# STUDY QUESTIONS
a – Decide whether each statement agrees with the article below about the Catholic Charities trip to Central America: (i) the trip took place the week after Easter; (ii) the delegation visited four migration centers; (iii) the young woman in the sewing class looked up from her work several times. Answer yes or no for each, quoting the words from the article that settle it.
b – In the article below about the Catholic Charities trip to Central America, retype the part from "Msgr. Sullivan said he" to "current migration crisis.".

# EXERCISE PASSAGE
* * * * * * * * *

Catholic Charities Examines Immigration Issues On Easter Week Trip to Honduras, El Salvador and Guatemala

Posted

What a disciplined student didn’t say during a sewing class is what spoke to the executive director of archdiocesan Catholic Charities as he and a delegation observed, close up, lives in three Central American nations on a five-day mission trip the week after Easter.

Msgr. Kevin Sullivan recalled visiting the sewing class in Honduras and observing one young woman, about 17 or 18 years old, at a sewing machine “who looked up for about half a second and then went back to keep working on her pattern so that she could develop her skills so that she would get a good job,” he told CNY May 1 at the Catholic Charities office at the New York Catholic Center in Manhattan.

“I watched her throughout the entire visit. She looked up that one time and she went back to work.” He later approached her and she told him, “‘I have to learn this. This is what I need to do in order to improve.’

“That,” Msgr. Sullivan said, “was really, really impressive to me.”

Msgr. Sullivan was part of a delegation to the Northern Triangle countries of Honduras, Guatemala and El Salvador April 22-26 that included New York State Comptroller Thomas DiNapoli and Stuart Appelbaum, president of the Retail, Wholesale and Department Store Union. Also representing Catholic Charities were Luz Tavarez, director of government and community relations, and Fanny Gomez, social media specialist, communications and marketing. The mission included coordination with Catholic Relief Services.

What makes the delegation a much greater resource for their colleagues and others, Msgr. Sullivan said, is the diversity of people they met.

“We spoke with families whose people had migrated and who disappeared,” and may be dead. “We met with farmers who are no longer able to support themselves because of the volatility of coffee prices—world coffee market and because of the drying up and the droughts caused by climate change. We met with Church leaders,” including Cardinal Oscar Andrés Rodríguez Maradiaga, archbishop of Tegucigalpa, Honduras, and Cardinal José Gregorio Rosa Chávez, auxiliary bishop of San Salvador, El Salvador, “to understand the perspective of the Church in those situations.”

They also met with factory workers, union leaders, people from the United States embassy and from the U.N. High Commission on Human Rights. They visited three migration centers, one of which is run by the Scalabrini community, where those on migration received respite and help on their way. Another stop, Msgr. Sullivan said, was the migration center run by the Salvadoran government “that was a reception center for the hundreds of returnees from the United States every day.” They also visited a Scalabrini migration center that had on site government officials who registered people and offered additional services to people upon their return.

Msgr. Sullivan said he had a heightened awareness “that this is an American problem. It’s not the problem of the United States, it is not the problem of the Northern Triangle. It is a crisis of the Americas—North America, Central America, South America.”

“We do have a migration crisis in the Americas. Where I think there has been a lack of focus and a lack of understanding is that when we look at the United States-Mexican border, what we are seeing is the symptom of the crisis. The problems are very much in the countries where we visited.”

Although symptoms must be addressed, the underlying causes must also be examined, otherwise the symptoms will resurface, Msgr. Sullivan said.

“Unless you deal with the three issues of economic development, of violence extortion and government integrity, you will not be able to make the type of impact needed on the current migration crisis.

“What we need is a passion to solve it and a perseverance to stay with it for years,” Msgr. Sullivan said.

* * * * * * * * *

# DATA EXTRACTS

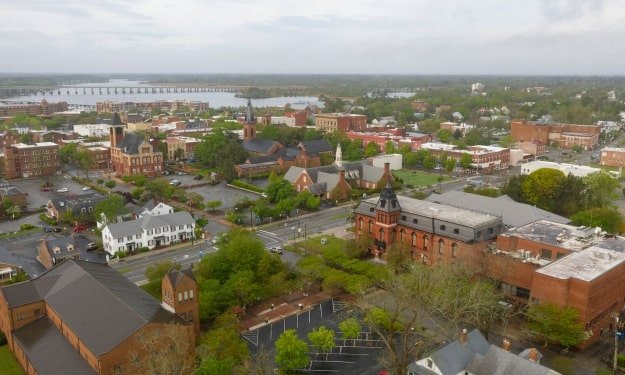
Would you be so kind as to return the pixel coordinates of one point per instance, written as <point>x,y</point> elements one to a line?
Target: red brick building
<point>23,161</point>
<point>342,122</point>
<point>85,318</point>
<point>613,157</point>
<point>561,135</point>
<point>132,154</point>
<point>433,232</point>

* * * * * * * * *

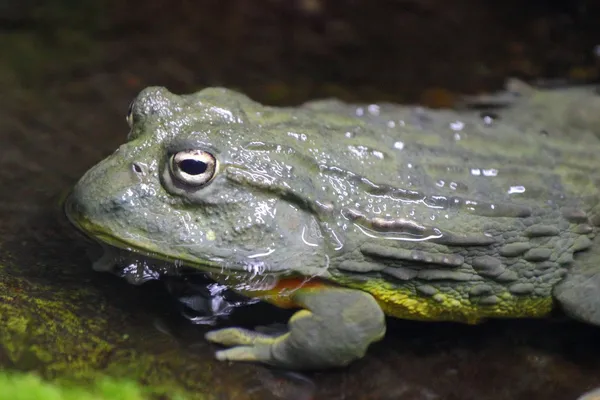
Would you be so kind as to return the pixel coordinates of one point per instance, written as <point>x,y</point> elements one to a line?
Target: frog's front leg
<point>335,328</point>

* * * * * * * * *

# EXPECTED RESPONSES
a –
(i) Yes: "on a five-day mission trip the week after Easter"
(ii) No: "They visited three migration centers"
(iii) No: "She looked up that one time and she went back to work."

b –
Msgr. Sullivan said he had a heightened awareness “that this is an American problem. It’s not the problem of the United States, it is not the problem of the Northern Triangle. It is a crisis of the Americas—North America, Central America, South America.”

“We do have a migration crisis in the Americas. Where I think there has been a lack of focus and a lack of understanding is that when we look at the United States-Mexican border, what we are seeing is the symptom of the crisis. The problems are very much in the countries where we visited.”

Although symptoms must be addressed, the underlying causes must also be examined, otherwise the symptoms will resurface, Msgr. Sullivan said.

“Unless you deal with the three issues of economic development, of violence extortion and government integrity, you will not be able to make the type of impact needed on the current migration crisis.